TASKS TO PERFORM
• 1. According to the passage on Letters from Berlin, what happened during Kristallnacht in 1938? List each event.
• 2. Render this sentence from the passage on Letters from Berlin in Spanish: "Many couples were pressured to divorce but many didn’t."

EXTRACTED TEXT
Letters from Berlin, although inspired by the life of my grandmother’s first cousin, is told from the perspective of the fictional Susie. I wanted to tell this story from a female’s point of view, an upper class German girl living with the family who has an understanding of what was happening to the Jewish people, one foot in each world as such, looking in at the war experienced by a rarely mentioned group of people, those Jews married to Germans and their children who were considered half-breeds, ‘mischlinge’ like my grandmother’s cousin.

The law protected Jews in mixed marriages which is what kept so many Jewish people safe until the end of the war, even with the new Nazi laws and rulings.  The Nuremburg Laws of 1935 redefined race law, persecuting those who had Jewish blood, rescinding their German citizenship and forbidding marriage or relationships with Germans. There were so many rulings that arose out of these laws especially after Kristallnacht, the Night of Broken Glass, in 1938 where Jewish synagogues were torched, businesses vandalised and many Jewish people arrested. Although Jews were no longer allowed to marry Germans, there were many ‘mixed marriages’ that already existed and the laws were not retroactive. Many couples were pressured to divorce but many didn’t. Jewish women who were married to German men, who did not practice their faith and baptised their children as Christians, usually Lutheran, like my relatives, were considered to be in ‘privileged marriages’ which allowed them the status and privileges of a German family, including full rations, being allowed to stay in their homes and not wearing the Star of David. However, ‘unprivileged marriages’, Jewish men married to German women or with children brought up in the Jewish faith, although also protected to some extent, were treated less favourably. Many in such families lost their jobs and were ostracised by their community, friends and even family.

Christian children with a German father were also considered German citizens but as the war began and then escalated the restrictions on this group rose. Already forbidden to have a relationship or marry a German, they were then unable to join the military and attend university among other restrictions. But by 1943 when my story begins, all bets were off and everything changed. The Final Solution to rid Germany and Europe of the Jews was underway and as the end of the war and Germany’s loss loomed closer, the more desperate the Nazis’ attempts to ensure no Jews were spared became. So although not in immediate threat of deportation to the eastern ghettos and concentration camps of Poland through 1943, their lives were tenuous and the threat to their very survival was a real and present danger.

So many of the details in Letters from Berlin are true and were part of my family’s story. The particulars of this case that had been reported on and had reached the public domain were all I had to begin my story but these facts were explosive and heart wrenching enough to allow me to tell the story as it essentially happened. Research provided further layers to the story and helped build a picture of what family and legacy meant in the climate of the Third Reich and in 1943 with Germany’s first big loss in the war on the Eastern Front at Stalingrad and ‘The Final Solution’ well underway, what extent people were prepared to go to protect the ones they loved. Again I found, like in The Girl from Munich, a common theme running through the war years was of ordinary people doing extraordinary things in extraordinary times and I had to tell this story to honour this family’s memory.

(Data excerpts)
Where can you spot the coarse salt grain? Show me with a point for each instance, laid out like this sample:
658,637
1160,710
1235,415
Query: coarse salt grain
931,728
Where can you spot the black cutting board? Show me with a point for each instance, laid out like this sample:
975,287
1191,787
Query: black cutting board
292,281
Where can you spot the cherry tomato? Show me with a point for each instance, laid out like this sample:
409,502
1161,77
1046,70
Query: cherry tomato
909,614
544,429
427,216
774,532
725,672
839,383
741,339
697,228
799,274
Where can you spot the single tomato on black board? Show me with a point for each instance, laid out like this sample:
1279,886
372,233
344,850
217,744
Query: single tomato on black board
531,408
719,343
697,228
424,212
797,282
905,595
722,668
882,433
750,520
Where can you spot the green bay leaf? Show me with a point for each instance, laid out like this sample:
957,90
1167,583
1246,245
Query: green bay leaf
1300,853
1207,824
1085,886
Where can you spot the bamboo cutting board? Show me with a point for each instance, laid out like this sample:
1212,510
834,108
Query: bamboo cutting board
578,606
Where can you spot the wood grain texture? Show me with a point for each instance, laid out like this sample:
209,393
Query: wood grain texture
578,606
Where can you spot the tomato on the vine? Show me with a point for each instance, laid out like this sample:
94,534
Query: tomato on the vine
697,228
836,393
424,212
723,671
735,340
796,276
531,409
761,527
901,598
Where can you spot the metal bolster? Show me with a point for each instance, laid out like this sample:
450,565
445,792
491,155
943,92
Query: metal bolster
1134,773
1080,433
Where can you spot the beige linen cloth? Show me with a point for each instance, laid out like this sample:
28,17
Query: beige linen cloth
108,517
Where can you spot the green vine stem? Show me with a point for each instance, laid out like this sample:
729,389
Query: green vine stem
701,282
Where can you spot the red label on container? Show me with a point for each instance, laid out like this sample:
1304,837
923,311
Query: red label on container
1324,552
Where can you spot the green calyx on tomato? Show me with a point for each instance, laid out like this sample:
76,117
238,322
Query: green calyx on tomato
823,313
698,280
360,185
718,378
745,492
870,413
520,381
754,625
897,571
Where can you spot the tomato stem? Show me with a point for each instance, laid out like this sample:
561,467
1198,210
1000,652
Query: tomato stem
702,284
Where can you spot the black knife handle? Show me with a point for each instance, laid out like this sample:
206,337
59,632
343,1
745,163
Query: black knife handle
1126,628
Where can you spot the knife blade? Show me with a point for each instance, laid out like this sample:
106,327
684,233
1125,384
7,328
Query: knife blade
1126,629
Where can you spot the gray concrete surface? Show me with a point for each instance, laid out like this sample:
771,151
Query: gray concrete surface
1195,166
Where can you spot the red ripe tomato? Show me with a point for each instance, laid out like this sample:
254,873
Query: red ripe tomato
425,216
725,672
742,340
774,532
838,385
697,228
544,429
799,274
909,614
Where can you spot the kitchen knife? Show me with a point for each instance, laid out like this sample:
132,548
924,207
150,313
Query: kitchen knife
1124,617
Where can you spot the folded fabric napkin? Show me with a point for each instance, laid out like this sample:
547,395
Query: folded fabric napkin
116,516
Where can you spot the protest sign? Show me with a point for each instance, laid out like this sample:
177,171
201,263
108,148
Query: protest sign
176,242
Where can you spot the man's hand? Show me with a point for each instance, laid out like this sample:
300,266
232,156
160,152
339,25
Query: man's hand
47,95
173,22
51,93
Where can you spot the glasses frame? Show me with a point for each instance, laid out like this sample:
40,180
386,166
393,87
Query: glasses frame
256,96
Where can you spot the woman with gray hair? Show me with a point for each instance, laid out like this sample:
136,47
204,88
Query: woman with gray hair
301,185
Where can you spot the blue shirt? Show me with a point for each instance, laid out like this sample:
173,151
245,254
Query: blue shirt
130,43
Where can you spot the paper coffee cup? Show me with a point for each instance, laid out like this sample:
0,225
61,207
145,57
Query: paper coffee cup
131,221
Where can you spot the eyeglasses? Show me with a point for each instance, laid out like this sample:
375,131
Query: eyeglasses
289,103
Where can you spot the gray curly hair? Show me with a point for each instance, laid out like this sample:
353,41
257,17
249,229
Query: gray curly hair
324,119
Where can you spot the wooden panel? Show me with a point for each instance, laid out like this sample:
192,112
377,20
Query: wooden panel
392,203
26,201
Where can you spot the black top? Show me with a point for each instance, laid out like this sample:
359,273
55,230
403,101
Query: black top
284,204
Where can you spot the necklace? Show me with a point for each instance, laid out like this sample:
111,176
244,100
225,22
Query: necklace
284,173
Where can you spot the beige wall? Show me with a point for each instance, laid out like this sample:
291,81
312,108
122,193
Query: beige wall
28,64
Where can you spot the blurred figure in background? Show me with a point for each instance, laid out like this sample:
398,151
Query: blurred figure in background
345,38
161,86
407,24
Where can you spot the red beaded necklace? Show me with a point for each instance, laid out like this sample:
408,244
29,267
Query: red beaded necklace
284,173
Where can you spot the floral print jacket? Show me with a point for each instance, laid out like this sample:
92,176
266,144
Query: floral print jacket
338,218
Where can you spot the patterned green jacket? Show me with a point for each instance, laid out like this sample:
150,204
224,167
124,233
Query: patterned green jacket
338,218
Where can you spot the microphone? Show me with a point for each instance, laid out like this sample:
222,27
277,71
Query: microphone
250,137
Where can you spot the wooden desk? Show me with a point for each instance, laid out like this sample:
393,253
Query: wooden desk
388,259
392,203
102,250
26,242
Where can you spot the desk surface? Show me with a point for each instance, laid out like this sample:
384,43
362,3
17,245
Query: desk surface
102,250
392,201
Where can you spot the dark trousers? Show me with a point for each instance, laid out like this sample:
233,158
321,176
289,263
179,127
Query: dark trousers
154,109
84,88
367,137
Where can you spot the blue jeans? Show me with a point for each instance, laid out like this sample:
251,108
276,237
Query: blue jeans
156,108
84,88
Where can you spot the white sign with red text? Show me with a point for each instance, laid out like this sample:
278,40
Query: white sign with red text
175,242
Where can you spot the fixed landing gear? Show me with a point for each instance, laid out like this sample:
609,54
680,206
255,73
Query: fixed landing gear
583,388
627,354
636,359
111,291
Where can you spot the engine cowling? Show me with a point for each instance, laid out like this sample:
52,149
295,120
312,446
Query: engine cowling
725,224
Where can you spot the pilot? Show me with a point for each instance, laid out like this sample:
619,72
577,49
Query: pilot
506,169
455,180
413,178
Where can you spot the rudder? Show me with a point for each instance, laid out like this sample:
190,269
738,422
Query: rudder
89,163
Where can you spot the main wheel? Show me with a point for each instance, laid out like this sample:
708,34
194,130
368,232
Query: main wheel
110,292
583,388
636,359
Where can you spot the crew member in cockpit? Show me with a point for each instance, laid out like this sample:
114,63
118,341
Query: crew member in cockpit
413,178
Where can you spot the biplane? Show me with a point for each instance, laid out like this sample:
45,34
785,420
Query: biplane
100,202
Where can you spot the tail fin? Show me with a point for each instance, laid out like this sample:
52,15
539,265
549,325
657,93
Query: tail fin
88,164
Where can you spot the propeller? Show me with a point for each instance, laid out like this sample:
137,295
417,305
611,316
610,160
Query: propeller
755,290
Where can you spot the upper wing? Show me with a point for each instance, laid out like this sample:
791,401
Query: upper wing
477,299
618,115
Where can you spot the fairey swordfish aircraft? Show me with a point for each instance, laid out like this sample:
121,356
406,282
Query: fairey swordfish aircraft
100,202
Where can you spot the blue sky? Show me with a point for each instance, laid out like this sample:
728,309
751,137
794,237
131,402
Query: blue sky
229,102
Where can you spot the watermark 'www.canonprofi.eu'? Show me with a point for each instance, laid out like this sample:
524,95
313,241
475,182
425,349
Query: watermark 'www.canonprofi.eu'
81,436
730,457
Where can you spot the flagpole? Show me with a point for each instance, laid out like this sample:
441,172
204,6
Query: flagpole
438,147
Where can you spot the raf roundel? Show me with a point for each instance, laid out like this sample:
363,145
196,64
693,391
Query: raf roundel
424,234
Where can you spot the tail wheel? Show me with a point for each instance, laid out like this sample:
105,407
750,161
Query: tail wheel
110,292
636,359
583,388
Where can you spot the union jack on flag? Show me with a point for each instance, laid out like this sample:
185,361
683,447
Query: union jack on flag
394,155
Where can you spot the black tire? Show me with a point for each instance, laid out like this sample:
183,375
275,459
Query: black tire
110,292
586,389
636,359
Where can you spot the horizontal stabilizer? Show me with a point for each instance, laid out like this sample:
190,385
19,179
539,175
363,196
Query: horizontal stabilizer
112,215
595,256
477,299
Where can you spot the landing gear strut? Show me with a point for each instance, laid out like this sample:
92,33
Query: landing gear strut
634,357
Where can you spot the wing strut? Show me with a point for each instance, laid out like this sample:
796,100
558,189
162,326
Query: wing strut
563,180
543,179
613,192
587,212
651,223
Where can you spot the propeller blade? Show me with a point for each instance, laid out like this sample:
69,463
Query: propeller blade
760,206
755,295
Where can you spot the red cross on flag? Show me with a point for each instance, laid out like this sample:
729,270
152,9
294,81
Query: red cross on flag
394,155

EXERCISE ANSWERS
• 1.
- Jewish synagogues were torched.
- Businesses were vandalized.
- Many Jewish people were arrested.

• 2. Muchas parejas fueron presionadas para divorciarse, pero muchas no lo hicieron.